Requirements = Copy every line of the records below verbatim, with no changes.

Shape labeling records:
────────────────

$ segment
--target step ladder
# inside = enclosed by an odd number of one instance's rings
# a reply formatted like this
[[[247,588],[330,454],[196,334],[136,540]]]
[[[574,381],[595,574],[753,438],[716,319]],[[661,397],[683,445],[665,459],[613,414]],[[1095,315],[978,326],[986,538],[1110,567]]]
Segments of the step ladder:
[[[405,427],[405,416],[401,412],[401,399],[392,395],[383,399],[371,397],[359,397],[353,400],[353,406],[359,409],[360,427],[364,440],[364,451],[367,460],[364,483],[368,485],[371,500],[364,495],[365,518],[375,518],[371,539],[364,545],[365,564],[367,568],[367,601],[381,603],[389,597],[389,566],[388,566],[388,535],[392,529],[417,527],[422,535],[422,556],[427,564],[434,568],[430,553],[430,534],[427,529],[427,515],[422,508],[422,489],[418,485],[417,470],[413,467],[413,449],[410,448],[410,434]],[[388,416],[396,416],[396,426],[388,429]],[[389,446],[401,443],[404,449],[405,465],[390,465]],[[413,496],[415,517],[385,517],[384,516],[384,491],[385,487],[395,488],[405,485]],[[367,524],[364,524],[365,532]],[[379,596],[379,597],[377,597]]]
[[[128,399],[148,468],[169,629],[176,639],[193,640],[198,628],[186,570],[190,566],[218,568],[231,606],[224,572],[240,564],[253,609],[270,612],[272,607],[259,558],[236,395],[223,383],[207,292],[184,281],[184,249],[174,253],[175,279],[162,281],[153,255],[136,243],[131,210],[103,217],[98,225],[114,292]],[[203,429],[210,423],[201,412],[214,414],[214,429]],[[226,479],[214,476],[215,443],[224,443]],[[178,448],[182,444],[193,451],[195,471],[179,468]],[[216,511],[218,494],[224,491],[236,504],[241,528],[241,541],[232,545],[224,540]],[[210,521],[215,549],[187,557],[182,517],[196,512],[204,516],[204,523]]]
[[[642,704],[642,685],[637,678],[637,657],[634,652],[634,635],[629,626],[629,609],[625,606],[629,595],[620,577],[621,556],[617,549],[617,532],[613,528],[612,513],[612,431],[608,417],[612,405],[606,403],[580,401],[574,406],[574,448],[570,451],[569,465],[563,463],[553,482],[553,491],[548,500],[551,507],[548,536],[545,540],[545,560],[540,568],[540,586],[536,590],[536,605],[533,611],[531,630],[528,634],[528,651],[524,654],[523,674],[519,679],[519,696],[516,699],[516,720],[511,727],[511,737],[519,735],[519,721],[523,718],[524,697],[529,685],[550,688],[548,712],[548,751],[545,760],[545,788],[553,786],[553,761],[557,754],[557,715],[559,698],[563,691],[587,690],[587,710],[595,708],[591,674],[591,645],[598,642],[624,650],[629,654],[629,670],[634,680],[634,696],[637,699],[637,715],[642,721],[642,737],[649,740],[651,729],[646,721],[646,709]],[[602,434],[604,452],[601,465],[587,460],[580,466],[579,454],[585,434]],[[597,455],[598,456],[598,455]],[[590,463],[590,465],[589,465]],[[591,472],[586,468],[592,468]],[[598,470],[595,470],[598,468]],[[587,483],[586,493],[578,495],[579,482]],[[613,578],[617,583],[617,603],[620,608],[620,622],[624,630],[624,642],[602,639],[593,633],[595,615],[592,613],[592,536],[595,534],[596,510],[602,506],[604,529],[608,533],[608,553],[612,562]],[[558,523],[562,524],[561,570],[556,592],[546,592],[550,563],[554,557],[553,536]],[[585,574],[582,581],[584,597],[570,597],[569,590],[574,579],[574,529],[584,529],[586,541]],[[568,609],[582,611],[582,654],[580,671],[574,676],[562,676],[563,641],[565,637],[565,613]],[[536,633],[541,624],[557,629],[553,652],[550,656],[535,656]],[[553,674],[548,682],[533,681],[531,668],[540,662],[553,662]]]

────────────────

Written answer =
$ segment
--target step ladder
# inside = enclosed by an odd number of one instance's rings
# a reply formatted like this
[[[247,588],[330,454],[196,334],[136,540]]]
[[[574,381],[595,574],[753,438],[716,319]],[[661,397],[683,445],[665,459],[613,414]],[[1095,315],[978,326],[986,538],[1110,567]]]
Segments of the step ladder:
[[[405,427],[405,416],[401,412],[401,399],[392,395],[383,399],[371,397],[359,397],[353,400],[353,406],[359,409],[360,427],[364,440],[364,451],[367,460],[364,483],[368,485],[371,500],[364,495],[365,518],[375,518],[371,539],[364,545],[365,564],[367,568],[367,601],[381,603],[389,597],[389,566],[388,566],[388,535],[392,529],[417,527],[422,535],[422,556],[427,564],[434,568],[430,553],[430,534],[427,529],[427,515],[422,508],[422,489],[418,485],[417,470],[413,467],[413,449],[410,448],[410,434]],[[388,416],[396,416],[396,426],[388,429]],[[389,446],[401,443],[404,449],[405,465],[390,465]],[[413,496],[415,517],[385,517],[384,516],[384,491],[385,487],[395,488],[405,485]],[[367,524],[364,524],[365,532]],[[379,596],[379,597],[377,597]]]
[[[128,399],[148,468],[169,629],[176,639],[193,640],[198,628],[186,570],[190,566],[218,568],[231,606],[224,572],[240,564],[253,609],[270,612],[272,607],[259,558],[236,395],[223,383],[207,292],[184,281],[184,249],[174,253],[175,279],[162,281],[153,255],[136,243],[131,210],[103,217],[98,225],[114,292]],[[203,429],[210,423],[201,412],[214,414],[214,429]],[[226,479],[214,476],[215,443],[224,443]],[[178,448],[182,444],[193,451],[195,471],[179,468]],[[216,511],[218,494],[224,491],[236,504],[241,528],[241,541],[232,545],[224,540]],[[210,521],[215,549],[187,557],[182,517],[196,512],[204,516],[204,523]]]
[[[642,704],[642,685],[637,678],[637,657],[634,652],[634,635],[629,626],[629,609],[625,606],[629,595],[620,577],[621,556],[617,549],[617,532],[613,528],[612,513],[612,431],[608,417],[612,405],[606,403],[580,401],[574,406],[574,448],[570,451],[569,465],[563,463],[553,482],[553,491],[548,500],[551,507],[548,536],[545,540],[545,560],[540,568],[540,586],[536,590],[536,605],[533,611],[531,630],[528,634],[528,651],[524,654],[523,674],[519,679],[519,696],[516,699],[516,720],[511,727],[511,737],[519,735],[519,721],[523,718],[524,697],[529,685],[550,688],[548,712],[548,751],[545,760],[545,788],[553,786],[553,761],[557,754],[557,715],[559,698],[563,691],[587,690],[587,710],[595,708],[591,674],[591,645],[598,642],[624,650],[629,654],[629,670],[634,680],[634,696],[637,699],[637,715],[642,721],[642,737],[649,740],[651,729],[646,721],[646,709]],[[602,434],[604,452],[601,465],[587,460],[580,466],[579,454],[585,434]],[[597,455],[598,456],[598,455]],[[590,463],[590,465],[589,465]],[[591,472],[586,468],[592,468]],[[598,470],[595,470],[598,468]],[[587,483],[586,493],[578,495],[579,482]],[[613,578],[617,583],[617,603],[620,608],[620,622],[624,630],[624,642],[602,639],[593,633],[595,615],[592,613],[592,536],[595,534],[596,510],[602,506],[604,529],[608,533],[608,553],[612,562]],[[558,523],[562,524],[561,570],[556,592],[546,592],[550,563],[554,557],[553,536]],[[585,574],[582,581],[584,597],[570,597],[569,590],[574,579],[574,529],[584,529],[586,541]],[[568,609],[582,611],[582,654],[580,671],[574,676],[562,676],[563,641],[565,637],[565,613]],[[536,633],[541,624],[557,629],[553,652],[550,656],[535,656]],[[553,674],[548,682],[533,681],[531,668],[540,662],[553,662]]]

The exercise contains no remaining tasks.